## Task instructions:
Rewrite every item below, substituting "Put a mark" for "Place a dot" and changing nothing else. Leave the pictures out.

## Data for the task:
— begin —

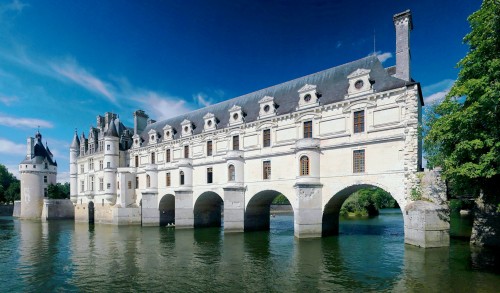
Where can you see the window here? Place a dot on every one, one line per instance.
(236, 142)
(209, 148)
(181, 177)
(304, 166)
(359, 121)
(168, 179)
(231, 174)
(266, 170)
(308, 129)
(358, 161)
(210, 178)
(267, 137)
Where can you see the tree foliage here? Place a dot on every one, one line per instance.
(9, 186)
(367, 202)
(463, 132)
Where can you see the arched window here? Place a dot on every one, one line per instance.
(304, 166)
(231, 174)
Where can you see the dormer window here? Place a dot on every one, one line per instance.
(187, 128)
(210, 122)
(359, 83)
(236, 115)
(308, 96)
(168, 133)
(267, 107)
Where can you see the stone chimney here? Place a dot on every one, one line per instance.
(403, 25)
(140, 121)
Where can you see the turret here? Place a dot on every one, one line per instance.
(74, 152)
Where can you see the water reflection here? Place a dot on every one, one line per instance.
(369, 255)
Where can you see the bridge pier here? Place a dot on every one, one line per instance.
(308, 213)
(234, 209)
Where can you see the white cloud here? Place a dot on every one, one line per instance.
(72, 71)
(161, 106)
(11, 148)
(382, 57)
(203, 100)
(436, 92)
(7, 101)
(22, 122)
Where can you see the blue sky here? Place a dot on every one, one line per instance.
(64, 62)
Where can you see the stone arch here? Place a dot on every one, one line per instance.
(258, 210)
(331, 211)
(166, 209)
(91, 212)
(208, 210)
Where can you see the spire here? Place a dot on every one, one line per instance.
(75, 144)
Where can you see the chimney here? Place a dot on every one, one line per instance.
(140, 121)
(29, 147)
(403, 25)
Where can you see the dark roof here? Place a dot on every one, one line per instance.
(331, 83)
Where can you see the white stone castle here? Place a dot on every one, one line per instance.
(315, 139)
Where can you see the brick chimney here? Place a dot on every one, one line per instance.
(403, 25)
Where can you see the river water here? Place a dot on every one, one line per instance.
(368, 255)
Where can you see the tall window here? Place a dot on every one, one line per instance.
(231, 173)
(236, 142)
(266, 136)
(181, 177)
(168, 179)
(359, 121)
(308, 129)
(266, 170)
(304, 166)
(210, 177)
(209, 148)
(358, 161)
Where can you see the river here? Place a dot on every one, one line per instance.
(368, 255)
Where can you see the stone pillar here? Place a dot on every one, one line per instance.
(184, 214)
(308, 212)
(234, 209)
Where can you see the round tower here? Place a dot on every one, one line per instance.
(38, 170)
(74, 152)
(111, 161)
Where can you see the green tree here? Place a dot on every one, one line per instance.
(464, 130)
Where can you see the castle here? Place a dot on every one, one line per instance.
(315, 139)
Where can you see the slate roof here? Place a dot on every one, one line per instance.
(331, 83)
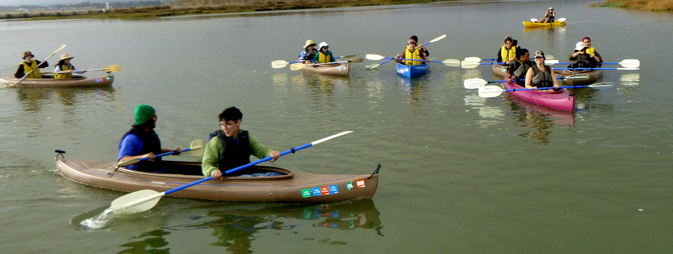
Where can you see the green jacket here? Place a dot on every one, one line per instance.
(214, 150)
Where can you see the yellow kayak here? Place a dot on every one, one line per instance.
(529, 24)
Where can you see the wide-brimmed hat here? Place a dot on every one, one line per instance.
(27, 53)
(66, 56)
(308, 43)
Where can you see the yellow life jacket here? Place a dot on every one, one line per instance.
(416, 54)
(28, 67)
(507, 54)
(64, 75)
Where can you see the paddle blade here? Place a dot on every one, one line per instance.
(490, 91)
(452, 62)
(279, 64)
(474, 83)
(374, 57)
(136, 202)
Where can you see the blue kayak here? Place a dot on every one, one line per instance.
(411, 71)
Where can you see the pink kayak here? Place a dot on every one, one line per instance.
(561, 100)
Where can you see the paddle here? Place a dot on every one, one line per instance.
(475, 83)
(372, 66)
(37, 67)
(299, 66)
(447, 62)
(628, 63)
(111, 68)
(196, 145)
(144, 200)
(495, 91)
(282, 63)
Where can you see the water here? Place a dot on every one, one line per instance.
(460, 173)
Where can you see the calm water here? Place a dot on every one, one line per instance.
(461, 174)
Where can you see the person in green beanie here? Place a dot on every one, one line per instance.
(142, 141)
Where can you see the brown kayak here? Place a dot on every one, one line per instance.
(293, 186)
(49, 81)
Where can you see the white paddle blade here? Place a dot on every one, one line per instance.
(374, 57)
(452, 62)
(136, 202)
(279, 64)
(472, 59)
(630, 63)
(469, 65)
(474, 83)
(490, 91)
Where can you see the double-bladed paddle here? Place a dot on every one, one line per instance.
(37, 67)
(495, 91)
(447, 62)
(282, 63)
(144, 200)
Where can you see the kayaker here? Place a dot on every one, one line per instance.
(29, 64)
(520, 67)
(423, 49)
(541, 75)
(142, 141)
(548, 17)
(507, 52)
(64, 65)
(591, 50)
(309, 52)
(231, 147)
(324, 55)
(411, 53)
(581, 59)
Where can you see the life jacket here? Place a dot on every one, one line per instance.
(28, 67)
(506, 54)
(236, 151)
(150, 143)
(416, 54)
(64, 67)
(542, 78)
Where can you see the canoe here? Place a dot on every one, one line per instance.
(411, 71)
(593, 76)
(49, 81)
(529, 24)
(293, 186)
(561, 100)
(328, 69)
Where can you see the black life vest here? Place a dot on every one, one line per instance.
(236, 151)
(151, 143)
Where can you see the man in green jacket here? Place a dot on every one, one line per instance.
(231, 147)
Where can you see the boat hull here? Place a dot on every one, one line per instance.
(328, 69)
(561, 100)
(294, 186)
(49, 81)
(529, 24)
(411, 71)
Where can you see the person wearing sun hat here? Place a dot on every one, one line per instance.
(541, 75)
(64, 68)
(30, 66)
(142, 141)
(309, 52)
(581, 59)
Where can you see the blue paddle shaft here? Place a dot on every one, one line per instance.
(236, 169)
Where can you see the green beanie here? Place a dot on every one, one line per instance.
(144, 113)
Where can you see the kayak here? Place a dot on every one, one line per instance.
(411, 71)
(593, 76)
(561, 100)
(49, 81)
(530, 24)
(328, 69)
(291, 186)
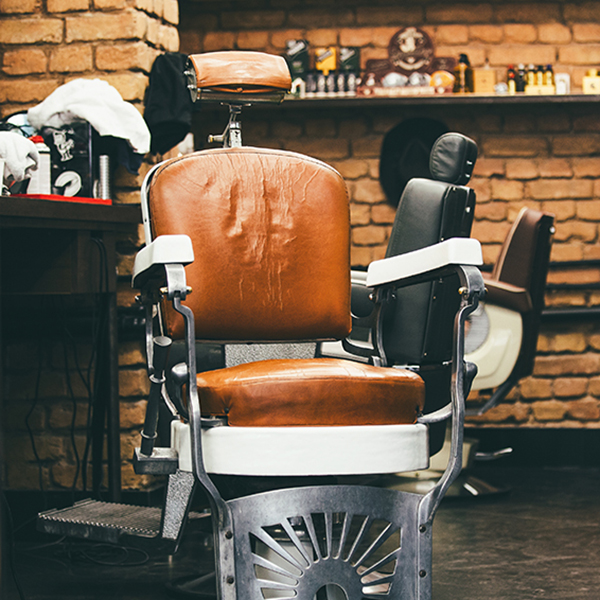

— end —

## Answer to this exercise:
Where can you see the window here? Put a mark on every one, one line per instance.
(236, 142)
(209, 148)
(181, 177)
(304, 166)
(359, 121)
(168, 179)
(231, 174)
(266, 170)
(308, 129)
(358, 161)
(210, 178)
(267, 137)
Where can you see the tree foliage here? Put a mark on every one, one line per instance.
(9, 186)
(367, 202)
(463, 132)
Where can you see the arched window here? Put a mark on every one, one line per instance.
(304, 166)
(231, 174)
Where can you see the dormer window here? Put a mark on every one, one line per instance.
(187, 128)
(210, 122)
(359, 83)
(236, 115)
(308, 96)
(168, 133)
(267, 107)
Where can you see the stone chimney here? Put a mark on every one, one line per instance.
(403, 25)
(140, 121)
Where can you see the turret here? Put a mark on every one, one line per instance.
(74, 152)
Where can you see the water reflection here? Put a mark on every one, one line per instance.
(369, 255)
Where can you see the bridge pier here? Put a mark on every one, one line per instance.
(308, 213)
(234, 209)
Where can you see the white cloud here? Put a mark on every one, one line per instance.
(72, 71)
(161, 106)
(11, 148)
(382, 57)
(203, 100)
(436, 92)
(7, 101)
(22, 122)
Where can you see the blue sky here? Put a mark on every one, one line per instance.
(64, 62)
Where can you see the stone arch here? Put a mark on every one, one line per instance.
(258, 210)
(331, 211)
(166, 209)
(91, 212)
(208, 210)
Where can you see the spire here? Put a mark on every one, one line per instance.
(75, 144)
Where can you see the chimney here? Put a mark on every one, one line per instance.
(140, 121)
(29, 147)
(403, 25)
Where can you see the dark roof here? Put a mark on every one, one line per instance.
(331, 83)
Where can you see the white stone castle here? Put a mark on every one, one line per instance.
(315, 139)
Where can you see the brick chimney here? Put a mark on every one, one line per instance.
(403, 25)
Where can you see the river water here? Put a mark on every one, one line per instance.
(368, 255)
Where can you see the tall window here? Put a mark on every one, one line per instance.
(231, 173)
(236, 142)
(266, 136)
(181, 177)
(168, 179)
(359, 121)
(308, 129)
(266, 170)
(304, 166)
(210, 177)
(209, 148)
(358, 161)
Where can you see the river here? Put a mark on every one, one line per instance.
(368, 255)
Where can you see the stone pillar here? Put a mark on every one, one line per instance.
(184, 214)
(308, 212)
(234, 209)
Where can you see the round tower here? Put a mark on every one, one line per instance.
(38, 170)
(74, 152)
(111, 161)
Where can you see the green tree here? Put a mark on every one, one line per instance.
(464, 130)
Where can you see the castle here? Put a mark on every one, one line per instance.
(315, 139)
Where can you see the slate roof here? Put a mark on every one, one line per instance.
(331, 83)
Where can you see the green jacket here? Put a mark on every one, one line per instance.
(214, 150)
Where can you see the yellow kayak here? Put a mark on every one, one line per instance.
(529, 24)
Where can you see the wide-brimmed hat here? Put a mark on every one, one line per instance.
(27, 53)
(66, 56)
(308, 43)
Where can you see the yellow life jacket here? Put a mark on every one, one line per instance.
(416, 54)
(28, 67)
(507, 54)
(64, 75)
Where can you see the paddle blade here? Put a mark on every one, one line per instance.
(490, 91)
(452, 62)
(279, 64)
(474, 83)
(374, 57)
(136, 202)
Where can you see the blue kayak here? Put a mark on every one, one line per instance.
(411, 71)
Where can you see the pink kayak here? Put a mark on every one, one line per instance.
(561, 100)
Where can you see the paddle here? Put a mark on every one, one line per instance.
(475, 83)
(372, 66)
(37, 67)
(299, 66)
(447, 62)
(628, 63)
(111, 68)
(196, 145)
(144, 200)
(495, 91)
(282, 63)
Where can you see the water here? Put a mark on every one, one line per instance.
(460, 173)
Where can you see the calm water here? Put a mark on every one, one line per instance.
(461, 174)
Where can you see the person in green beanie here? Put a mark on every one, one line per instance.
(142, 141)
Where can you see the brown kayak here? Put a mark on every one, one line per instance.
(293, 186)
(49, 81)
Where can you see the white paddle blade here? Put a mark on every one, one line per instance.
(374, 57)
(452, 62)
(136, 202)
(279, 64)
(472, 59)
(630, 63)
(469, 65)
(474, 83)
(490, 91)
Where can you see the double-bladed paddle here? Put a mark on every one, one line per instance.
(37, 67)
(495, 91)
(447, 62)
(282, 63)
(144, 200)
Where can you see the kayaker here? Put a mark on every one, one line per instance.
(29, 64)
(520, 67)
(423, 49)
(541, 75)
(142, 141)
(548, 17)
(507, 52)
(64, 65)
(591, 50)
(309, 52)
(231, 147)
(324, 55)
(411, 53)
(581, 59)
Where can you see the life jacket here? Put a mark on every one, one line per instance.
(28, 67)
(506, 54)
(236, 151)
(150, 143)
(416, 54)
(64, 67)
(542, 78)
Where can you see the canoe here? Put a mark on every one, one line per instance.
(411, 71)
(593, 76)
(49, 81)
(529, 24)
(293, 186)
(561, 100)
(328, 69)
Where can you see the black life vest here? Put a mark on every one, one line per instance.
(236, 151)
(151, 143)
Where can you see the man in green jacket here? Put a mark on every one, one line per instance.
(231, 147)
Where can you see the boat hull here? Put a mark on every one, one line per instance.
(328, 69)
(561, 100)
(294, 186)
(49, 81)
(529, 24)
(411, 71)
Where can you see the person wearing sun hat here? Put a mark on every one, one line per instance.
(541, 75)
(64, 68)
(30, 66)
(142, 141)
(309, 52)
(581, 59)
Where can you see the blue paddle shaft here? Put a mark on every one, one line per instance.
(236, 169)
Where can you see the green beanie here? Put a mark on every one, one line per instance.
(144, 113)
Where can you see the kayak here? Put a mark on every one, one line per instance.
(411, 71)
(593, 76)
(561, 100)
(49, 81)
(530, 24)
(328, 69)
(291, 186)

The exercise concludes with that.